_CONSIGNES_.
1. Traduisez en anglais cette phrase du texte sur le court métrage numérique : « L’observation n’a d’autre choix que de s’appuyer sur des évènements. »
2. Donnez la suite du texte sur le court métrage numérique, à partir de sa dernière phrase.

Une tendance du court métrage numérique

Le film dans le film dans…

L’engouement numérique dans les arts visuels étourdit par son ampleur. S’immisçant dans toutes les pratiques, le nouveau médium semble volatile et insaisissable. L’observation n’a d’autre choix que de s’appuyer sur des évènements. Le concours amateur Vidéastes Recherchés à Québec, s’il n’est qu’une manifestation parmi tant d’autres de la création vidéo, en est cependant une bonne incarnation. L’événement voit à chaque année le nombre des documents soumis augmenter et la qualité technique de sa programmation se hausser d’un cran. Dans ce festival, l’attitude numérique se donne, pourrait-on dire, « en chair et en acte ». La soirée consacrée aux vidéos de fiction immobilise un instant le médium dans une pratique proche du « cinéma ». Si la vidéo numérique parle de d’elle-même en se donnant la saveur du cinéma de fiction, elle parle aussi de l’époque en affichant le symptôme d’un malaise artistique et social bien contemporain.

_DONNÉES FOURNIES_.
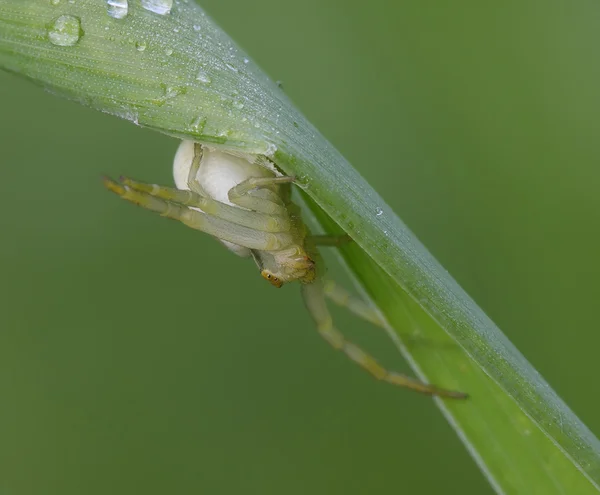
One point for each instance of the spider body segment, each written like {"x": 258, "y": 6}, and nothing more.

_RÉPONSES PAR TÂCHE_.
1. Observation has no choice but to rely on events.

2.
Cette année, comme dans les éditions précédentes, s’est fait sentir dans la programmation de Vidéastes Recherchés une attirance répétitive pour l’autoréflexivité. Plusieurs films qui y ont été présentés mettent en scène la création artistique elle-même et son angoisse. Le film gagnant du prix du public, Comment le Dr Ducharme enfreignit le code d’éthique, de Myriam Verrault, raconte par exemple de façon drôle et ingénieuse la crise existentielle d’une fille qui rêve de devenir écrivaine. Deux films y allaient carrément du « film dans le film », dont la vidéo hors-concours de Anh Minh Truong, gagnant de l’année dernière, qui présentait sa nouvelle production. Prise d’eux raconte avec une maîtrise surprenante de la technique le tournage d’un film et les tourments du scénariste, traitant avec originalité des relations entre la fiction et le réel.

Les scénarios autoréflexifs, ou autoréférentiels, ne sont pas spécifiques aux courts métrages numériques. Loin d’ici également l’idée de dénoncer ces techniques comme ne procédant pas de la nature d’un « vrai cinéma ». Il faut cependant admettre que la narrativité qui est inhérente au cinéma de fiction donne au film une certaine tendance naturelle à se projeter hors de lui-même. Il raconte une histoire ; il construit quelque chose en dehors de lui. Néanmois, le fait de garder le récit en dedans en retournant sur le film réflexions et discours peut être une dérogation heureuse qui ouvre sur des richesses. Le propos ici concerne plutôt la multiplication de ces exceptions dans le bassin de la vidéo amateure ; c’est cette multiplication qui parle de l’ère du temps.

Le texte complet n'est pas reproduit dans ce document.